Given request 1 →
Write out the rule of law passage, beginning at the words "The rule of law: where" and stopping after "and with whom?", and rename "scholars" as "academics" throughout.
───── Excerpted passage ─────
In her work, Megan Davis has also reflected on this dilemma. In an open call for lawyers to shoulder greater responsibility in the upcoming Voice referendum, she reflects on the advice of her mentor Emeritus Professor Garth Nettheim, that ‘the law can oppress and the law can redeem’. This, Davis explains, is what the Voice referendum offers Australia: a repairing of the Australian legal order so that a group previously excluded from the political system and the protections of the rule of law can have a permanent place and voice. This goes to the heart of what Rundle’s rule of law is about: giving a collective group an avenue through which they can make demands on the state that they have previously been excluded from, so that the idea of mutual subordination can be actually realised in practice.
The rule of law: where to start and with whose voices?
If one accepts Rundle’s argument, as we do, that contextualising the rule of law is important, and that ‘any given engagement with the rule of law will be shaped by particular starting points, particular aims, particular methods, and have particular obstacles with which to wrestle, as well as particular conclusions to offer’ (at 1), a question arises: how do we as scholars and teachers tell the story of rule of law and situate it within Australian public law? Where do we start, and with whom?
Rundle’s provocation from Indigenous thought lies at the end of the work: a Coda. It reflects a well-accepted view regarding the ‘story’ of the rule of law that the concept is built (by European, especially English-speaking men of a liberal orientation) and then critiqued (by those such as women, socialists and First Nations people). Of course, if one tells the story of the rule of law according to a linear narrative – reciting the scholarly development of the concept – one inevitably starts with Locke, Dicey, Hayek … In Australian public law one might start with Dicey and move to Dixon.
But far from simply a linear narrative that is shorn of political and social dimensions and choices, this account is itself a choice that privileges those voices and debates over the voices – individual and collective – that were often intentionally excluded from the conversations at the time (as explained, for instance, by Anna Clark in her book on Making Australian History). The development of ‘the rule of law’ as a juristic concept is dominated by Western men invoking it for liberal (and increasingly neoliberal) goals. This must be acknowledged, and Rundle’s work does this exceptionally well.
───── The records ─────
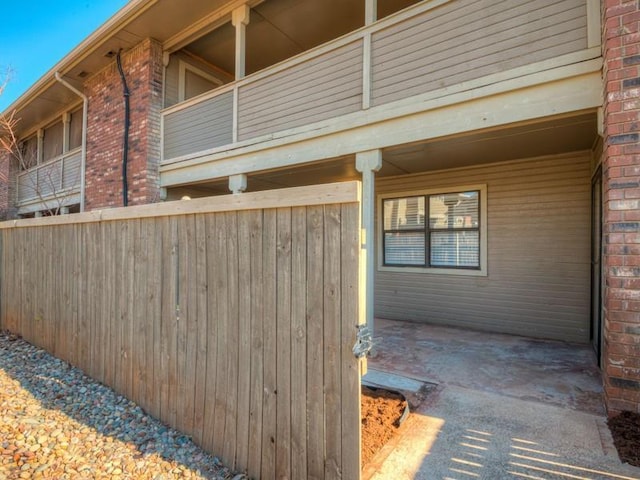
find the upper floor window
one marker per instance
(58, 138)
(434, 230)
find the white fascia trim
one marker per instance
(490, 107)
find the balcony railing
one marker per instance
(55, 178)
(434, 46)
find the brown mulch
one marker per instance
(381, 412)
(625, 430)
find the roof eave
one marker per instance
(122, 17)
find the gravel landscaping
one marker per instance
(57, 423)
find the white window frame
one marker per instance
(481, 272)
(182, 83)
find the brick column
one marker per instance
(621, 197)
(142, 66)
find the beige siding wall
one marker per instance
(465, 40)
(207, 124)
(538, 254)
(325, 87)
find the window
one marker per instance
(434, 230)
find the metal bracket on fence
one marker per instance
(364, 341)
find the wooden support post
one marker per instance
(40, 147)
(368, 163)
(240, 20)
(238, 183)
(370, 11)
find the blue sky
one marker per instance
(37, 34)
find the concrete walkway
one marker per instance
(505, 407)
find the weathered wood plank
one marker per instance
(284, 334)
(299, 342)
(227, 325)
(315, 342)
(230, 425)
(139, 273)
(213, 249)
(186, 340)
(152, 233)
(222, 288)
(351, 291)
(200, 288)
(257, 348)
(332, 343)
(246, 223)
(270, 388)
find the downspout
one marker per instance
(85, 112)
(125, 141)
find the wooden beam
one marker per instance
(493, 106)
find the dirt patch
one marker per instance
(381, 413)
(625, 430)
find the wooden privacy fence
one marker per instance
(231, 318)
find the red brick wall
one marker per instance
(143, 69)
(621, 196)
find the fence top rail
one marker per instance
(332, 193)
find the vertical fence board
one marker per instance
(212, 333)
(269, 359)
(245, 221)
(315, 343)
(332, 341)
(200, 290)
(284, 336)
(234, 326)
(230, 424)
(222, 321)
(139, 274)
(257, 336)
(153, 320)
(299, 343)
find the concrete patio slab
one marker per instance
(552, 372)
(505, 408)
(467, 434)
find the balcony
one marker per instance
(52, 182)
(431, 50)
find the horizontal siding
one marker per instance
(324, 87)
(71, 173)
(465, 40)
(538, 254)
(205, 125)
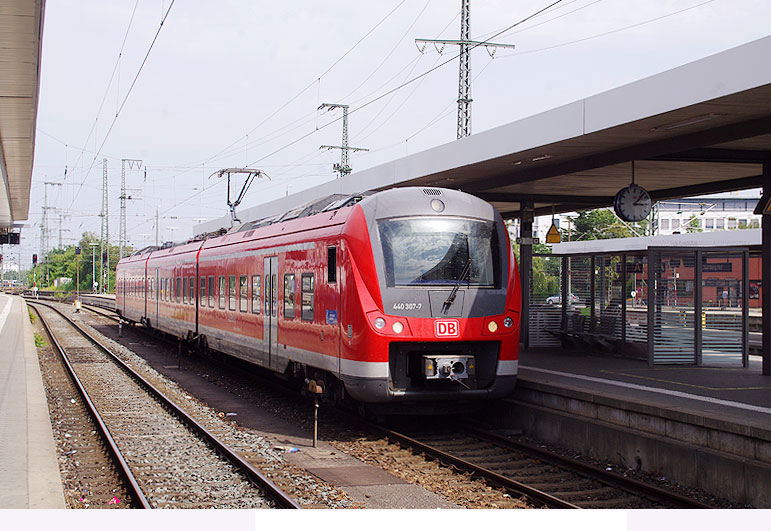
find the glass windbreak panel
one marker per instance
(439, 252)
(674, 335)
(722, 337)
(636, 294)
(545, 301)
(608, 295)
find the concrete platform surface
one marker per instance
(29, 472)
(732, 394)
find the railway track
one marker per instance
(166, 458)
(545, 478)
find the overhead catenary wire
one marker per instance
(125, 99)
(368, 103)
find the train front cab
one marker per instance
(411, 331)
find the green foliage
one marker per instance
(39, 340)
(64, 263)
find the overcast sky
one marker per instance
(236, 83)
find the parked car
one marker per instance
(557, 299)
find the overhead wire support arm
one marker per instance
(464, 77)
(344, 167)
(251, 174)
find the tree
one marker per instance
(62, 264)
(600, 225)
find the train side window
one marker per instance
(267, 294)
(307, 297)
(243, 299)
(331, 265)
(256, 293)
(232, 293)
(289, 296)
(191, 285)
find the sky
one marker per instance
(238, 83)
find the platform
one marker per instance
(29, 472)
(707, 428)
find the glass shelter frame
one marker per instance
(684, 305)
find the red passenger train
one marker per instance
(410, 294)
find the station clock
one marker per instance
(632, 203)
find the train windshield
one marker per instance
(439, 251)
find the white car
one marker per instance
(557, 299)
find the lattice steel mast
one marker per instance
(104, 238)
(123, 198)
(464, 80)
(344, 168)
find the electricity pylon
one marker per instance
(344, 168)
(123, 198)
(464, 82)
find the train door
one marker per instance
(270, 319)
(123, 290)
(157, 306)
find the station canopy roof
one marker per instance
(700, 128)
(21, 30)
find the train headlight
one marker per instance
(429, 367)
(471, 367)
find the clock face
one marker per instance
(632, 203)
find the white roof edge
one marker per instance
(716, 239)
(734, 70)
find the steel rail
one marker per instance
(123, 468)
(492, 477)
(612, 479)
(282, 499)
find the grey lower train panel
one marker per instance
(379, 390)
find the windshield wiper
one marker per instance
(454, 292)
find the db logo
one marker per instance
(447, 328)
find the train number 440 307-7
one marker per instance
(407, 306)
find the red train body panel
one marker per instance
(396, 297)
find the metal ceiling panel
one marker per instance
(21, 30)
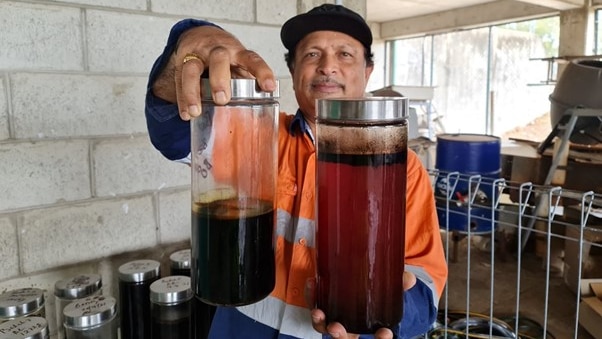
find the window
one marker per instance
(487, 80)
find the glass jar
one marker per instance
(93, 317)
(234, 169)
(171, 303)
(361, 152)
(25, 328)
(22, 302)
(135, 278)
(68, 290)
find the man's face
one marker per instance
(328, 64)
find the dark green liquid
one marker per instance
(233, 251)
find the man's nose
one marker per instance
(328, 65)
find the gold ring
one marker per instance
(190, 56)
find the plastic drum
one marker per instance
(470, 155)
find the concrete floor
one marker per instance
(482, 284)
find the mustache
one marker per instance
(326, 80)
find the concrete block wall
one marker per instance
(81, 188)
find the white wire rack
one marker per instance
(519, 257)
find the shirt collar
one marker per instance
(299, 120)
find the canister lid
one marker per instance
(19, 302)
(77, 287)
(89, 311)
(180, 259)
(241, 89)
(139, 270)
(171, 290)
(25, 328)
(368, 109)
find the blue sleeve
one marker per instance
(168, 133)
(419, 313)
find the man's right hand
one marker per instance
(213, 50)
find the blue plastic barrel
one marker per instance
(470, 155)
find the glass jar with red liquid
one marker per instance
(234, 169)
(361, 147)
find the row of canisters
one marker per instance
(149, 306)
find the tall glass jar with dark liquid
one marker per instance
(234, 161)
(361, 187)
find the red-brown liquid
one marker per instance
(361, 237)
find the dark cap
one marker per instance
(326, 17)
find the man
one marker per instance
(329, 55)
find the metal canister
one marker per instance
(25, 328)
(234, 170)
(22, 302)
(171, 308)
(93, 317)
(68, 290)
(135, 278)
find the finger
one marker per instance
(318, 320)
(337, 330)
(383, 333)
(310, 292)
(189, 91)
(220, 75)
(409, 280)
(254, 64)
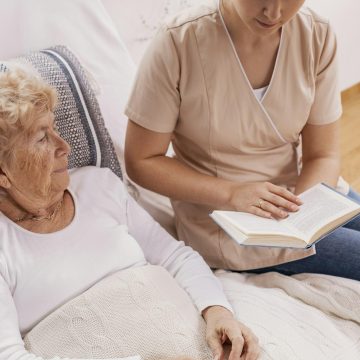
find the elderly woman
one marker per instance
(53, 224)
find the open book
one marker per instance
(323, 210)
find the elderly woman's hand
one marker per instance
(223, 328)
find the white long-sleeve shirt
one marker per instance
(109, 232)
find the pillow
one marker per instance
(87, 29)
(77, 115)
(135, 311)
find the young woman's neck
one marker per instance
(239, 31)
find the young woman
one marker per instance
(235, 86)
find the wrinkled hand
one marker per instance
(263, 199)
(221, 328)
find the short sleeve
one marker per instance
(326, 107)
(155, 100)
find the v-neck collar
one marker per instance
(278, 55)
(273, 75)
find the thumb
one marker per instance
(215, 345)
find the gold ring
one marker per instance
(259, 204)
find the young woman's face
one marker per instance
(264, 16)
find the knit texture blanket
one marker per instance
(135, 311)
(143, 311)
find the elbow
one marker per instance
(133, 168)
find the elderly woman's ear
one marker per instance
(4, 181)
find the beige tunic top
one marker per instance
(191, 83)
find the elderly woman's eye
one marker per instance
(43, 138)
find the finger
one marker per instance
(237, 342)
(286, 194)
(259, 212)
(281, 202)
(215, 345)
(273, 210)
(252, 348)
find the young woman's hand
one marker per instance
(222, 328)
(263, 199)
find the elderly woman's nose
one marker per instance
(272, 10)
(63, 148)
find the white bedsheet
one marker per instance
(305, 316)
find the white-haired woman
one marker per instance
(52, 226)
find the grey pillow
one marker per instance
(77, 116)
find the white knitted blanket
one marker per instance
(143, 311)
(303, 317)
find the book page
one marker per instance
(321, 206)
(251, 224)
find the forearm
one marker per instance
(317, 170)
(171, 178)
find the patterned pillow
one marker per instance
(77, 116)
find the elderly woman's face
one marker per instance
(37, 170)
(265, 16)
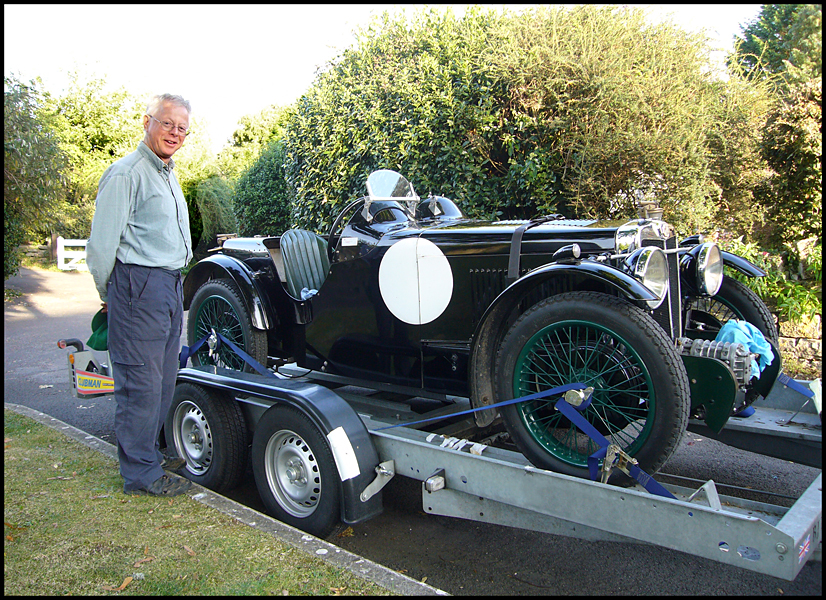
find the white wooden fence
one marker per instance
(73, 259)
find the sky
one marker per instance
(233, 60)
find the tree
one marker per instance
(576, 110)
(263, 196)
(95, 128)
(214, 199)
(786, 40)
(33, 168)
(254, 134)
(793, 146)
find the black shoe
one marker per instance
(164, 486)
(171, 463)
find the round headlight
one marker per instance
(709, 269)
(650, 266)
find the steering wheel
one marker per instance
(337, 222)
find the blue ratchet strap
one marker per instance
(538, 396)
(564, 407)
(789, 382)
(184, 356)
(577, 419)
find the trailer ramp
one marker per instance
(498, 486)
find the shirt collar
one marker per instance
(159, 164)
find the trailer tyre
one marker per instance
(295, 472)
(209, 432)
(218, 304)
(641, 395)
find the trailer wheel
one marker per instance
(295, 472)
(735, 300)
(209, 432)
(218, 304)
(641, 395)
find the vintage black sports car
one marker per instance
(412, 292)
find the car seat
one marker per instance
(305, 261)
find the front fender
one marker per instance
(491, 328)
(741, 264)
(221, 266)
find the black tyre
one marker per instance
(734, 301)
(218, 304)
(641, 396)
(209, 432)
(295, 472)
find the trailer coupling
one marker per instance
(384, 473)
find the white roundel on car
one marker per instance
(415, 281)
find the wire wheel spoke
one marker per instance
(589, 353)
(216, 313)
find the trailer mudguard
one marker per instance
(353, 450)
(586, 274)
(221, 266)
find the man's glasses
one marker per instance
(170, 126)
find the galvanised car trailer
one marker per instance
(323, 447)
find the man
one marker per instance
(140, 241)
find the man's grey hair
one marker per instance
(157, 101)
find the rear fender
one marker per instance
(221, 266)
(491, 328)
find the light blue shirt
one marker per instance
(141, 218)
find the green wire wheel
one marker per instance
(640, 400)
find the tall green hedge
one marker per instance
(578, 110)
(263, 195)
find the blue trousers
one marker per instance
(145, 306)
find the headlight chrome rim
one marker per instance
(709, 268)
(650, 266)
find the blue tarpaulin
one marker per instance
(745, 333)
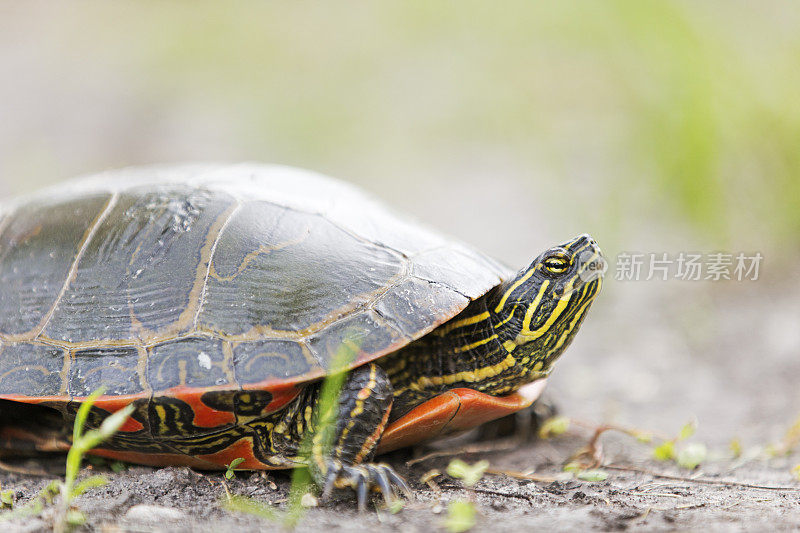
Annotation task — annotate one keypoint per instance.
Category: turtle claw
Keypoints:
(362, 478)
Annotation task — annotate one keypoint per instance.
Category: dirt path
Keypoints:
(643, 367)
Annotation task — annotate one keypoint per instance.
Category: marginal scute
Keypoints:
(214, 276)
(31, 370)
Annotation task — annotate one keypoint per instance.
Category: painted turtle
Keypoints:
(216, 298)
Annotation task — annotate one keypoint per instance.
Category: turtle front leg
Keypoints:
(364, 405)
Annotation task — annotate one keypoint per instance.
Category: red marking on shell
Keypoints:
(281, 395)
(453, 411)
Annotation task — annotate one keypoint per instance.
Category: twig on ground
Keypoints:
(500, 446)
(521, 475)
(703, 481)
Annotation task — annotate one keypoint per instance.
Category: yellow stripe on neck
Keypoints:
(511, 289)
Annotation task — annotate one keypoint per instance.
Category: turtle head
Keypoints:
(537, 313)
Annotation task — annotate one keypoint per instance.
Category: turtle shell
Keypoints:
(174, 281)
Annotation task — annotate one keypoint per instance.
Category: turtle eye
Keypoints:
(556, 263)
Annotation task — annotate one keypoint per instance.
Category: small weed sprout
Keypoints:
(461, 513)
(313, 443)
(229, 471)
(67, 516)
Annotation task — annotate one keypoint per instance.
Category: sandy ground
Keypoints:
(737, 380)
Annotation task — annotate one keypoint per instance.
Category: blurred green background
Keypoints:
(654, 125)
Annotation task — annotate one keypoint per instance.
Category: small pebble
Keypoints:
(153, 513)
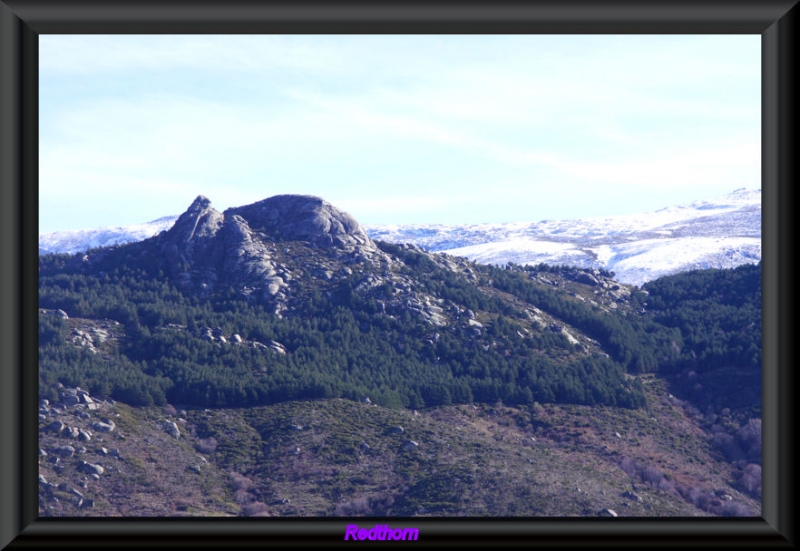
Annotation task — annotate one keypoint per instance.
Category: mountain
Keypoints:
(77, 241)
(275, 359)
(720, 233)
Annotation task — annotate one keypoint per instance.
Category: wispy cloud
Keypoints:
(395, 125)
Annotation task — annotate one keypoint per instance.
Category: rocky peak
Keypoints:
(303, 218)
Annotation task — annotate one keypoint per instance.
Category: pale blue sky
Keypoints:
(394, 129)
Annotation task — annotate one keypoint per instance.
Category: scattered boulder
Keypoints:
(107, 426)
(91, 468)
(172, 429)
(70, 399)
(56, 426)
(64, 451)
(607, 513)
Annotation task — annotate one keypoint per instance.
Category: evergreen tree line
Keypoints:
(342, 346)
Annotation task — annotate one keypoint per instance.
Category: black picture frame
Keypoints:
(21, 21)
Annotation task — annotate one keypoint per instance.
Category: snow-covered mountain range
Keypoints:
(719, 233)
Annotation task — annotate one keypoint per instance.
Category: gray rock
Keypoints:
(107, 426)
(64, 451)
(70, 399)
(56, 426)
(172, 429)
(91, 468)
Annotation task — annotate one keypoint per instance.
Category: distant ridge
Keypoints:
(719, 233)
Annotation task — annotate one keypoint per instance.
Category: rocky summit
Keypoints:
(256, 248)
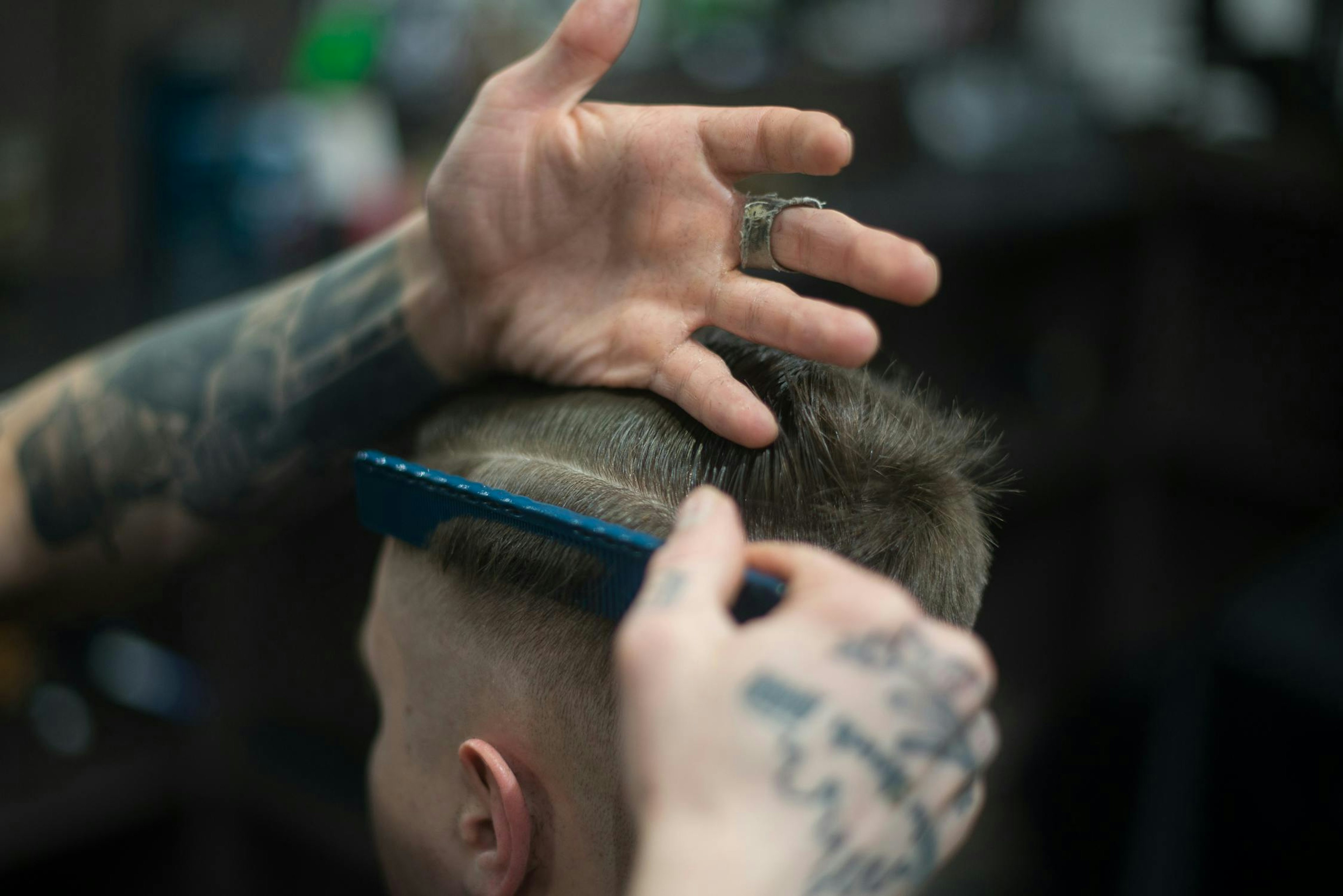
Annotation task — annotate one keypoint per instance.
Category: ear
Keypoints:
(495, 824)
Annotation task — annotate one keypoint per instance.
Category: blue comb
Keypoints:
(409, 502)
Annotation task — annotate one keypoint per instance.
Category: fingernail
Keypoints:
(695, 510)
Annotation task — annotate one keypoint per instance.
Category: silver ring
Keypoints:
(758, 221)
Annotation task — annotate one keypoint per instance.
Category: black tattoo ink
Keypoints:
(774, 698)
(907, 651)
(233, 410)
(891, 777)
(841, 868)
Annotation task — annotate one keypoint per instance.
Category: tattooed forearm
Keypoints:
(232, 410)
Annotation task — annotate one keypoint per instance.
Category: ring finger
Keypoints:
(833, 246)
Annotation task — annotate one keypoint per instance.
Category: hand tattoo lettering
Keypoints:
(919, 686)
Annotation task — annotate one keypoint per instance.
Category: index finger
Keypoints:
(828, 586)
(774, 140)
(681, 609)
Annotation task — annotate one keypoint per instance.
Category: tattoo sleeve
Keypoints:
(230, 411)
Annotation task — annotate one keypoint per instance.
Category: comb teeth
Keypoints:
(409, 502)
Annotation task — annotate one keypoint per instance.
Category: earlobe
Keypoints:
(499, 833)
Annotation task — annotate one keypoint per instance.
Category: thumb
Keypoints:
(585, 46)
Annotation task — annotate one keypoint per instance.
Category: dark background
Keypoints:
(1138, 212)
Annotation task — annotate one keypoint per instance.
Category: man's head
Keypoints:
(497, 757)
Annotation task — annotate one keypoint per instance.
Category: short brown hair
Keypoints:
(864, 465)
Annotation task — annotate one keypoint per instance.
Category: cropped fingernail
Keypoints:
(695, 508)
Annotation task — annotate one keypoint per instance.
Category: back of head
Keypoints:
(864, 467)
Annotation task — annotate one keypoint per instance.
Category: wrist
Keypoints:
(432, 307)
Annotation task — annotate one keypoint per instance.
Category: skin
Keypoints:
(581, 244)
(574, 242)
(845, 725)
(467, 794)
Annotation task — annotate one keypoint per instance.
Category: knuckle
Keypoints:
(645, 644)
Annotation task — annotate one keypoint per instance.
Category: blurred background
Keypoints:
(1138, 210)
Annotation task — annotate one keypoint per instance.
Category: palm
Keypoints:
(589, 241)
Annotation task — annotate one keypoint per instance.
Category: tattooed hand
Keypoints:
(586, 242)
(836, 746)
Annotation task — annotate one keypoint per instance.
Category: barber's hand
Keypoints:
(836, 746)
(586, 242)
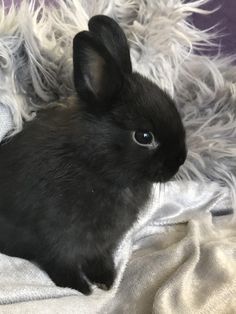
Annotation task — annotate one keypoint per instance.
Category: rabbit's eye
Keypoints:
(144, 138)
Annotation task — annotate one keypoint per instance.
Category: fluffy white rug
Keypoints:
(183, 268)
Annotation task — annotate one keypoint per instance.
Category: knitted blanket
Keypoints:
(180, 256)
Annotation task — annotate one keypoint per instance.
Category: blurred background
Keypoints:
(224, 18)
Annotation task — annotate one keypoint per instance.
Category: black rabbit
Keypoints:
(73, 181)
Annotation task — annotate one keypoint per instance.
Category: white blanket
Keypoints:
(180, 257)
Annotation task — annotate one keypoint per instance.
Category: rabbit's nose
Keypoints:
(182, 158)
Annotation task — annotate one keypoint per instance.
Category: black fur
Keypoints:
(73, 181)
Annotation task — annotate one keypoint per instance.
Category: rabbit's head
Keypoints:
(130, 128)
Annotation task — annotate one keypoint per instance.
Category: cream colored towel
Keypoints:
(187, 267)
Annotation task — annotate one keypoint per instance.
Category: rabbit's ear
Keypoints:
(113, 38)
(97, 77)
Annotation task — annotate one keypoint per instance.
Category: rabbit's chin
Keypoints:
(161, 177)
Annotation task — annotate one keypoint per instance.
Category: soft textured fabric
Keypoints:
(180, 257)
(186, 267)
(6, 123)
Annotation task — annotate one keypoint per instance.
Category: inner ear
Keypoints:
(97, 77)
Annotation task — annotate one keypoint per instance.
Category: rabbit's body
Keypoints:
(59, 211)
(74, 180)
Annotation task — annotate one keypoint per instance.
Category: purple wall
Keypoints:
─────
Given request 2 →
Show each line of the listing that contains the string "station".

Task output 1 →
The rule of law: where to start and with whose voices?
If one accepts Rundle’s argument, as we do, that contextualising the rule of law is important, and that ‘any given engagement with the rule of law will be shaped by particular starting points, particular aims, particular methods, and have particular obstacles with which to wrestle, as well as particular conclusions to offer’ (at 1), a question arises: how do we as academics and teachers tell the story of rule of law and situate it within Australian public law? Where do we start, and with whom?

Task output 2 →
find the station clock
find the station canopy roof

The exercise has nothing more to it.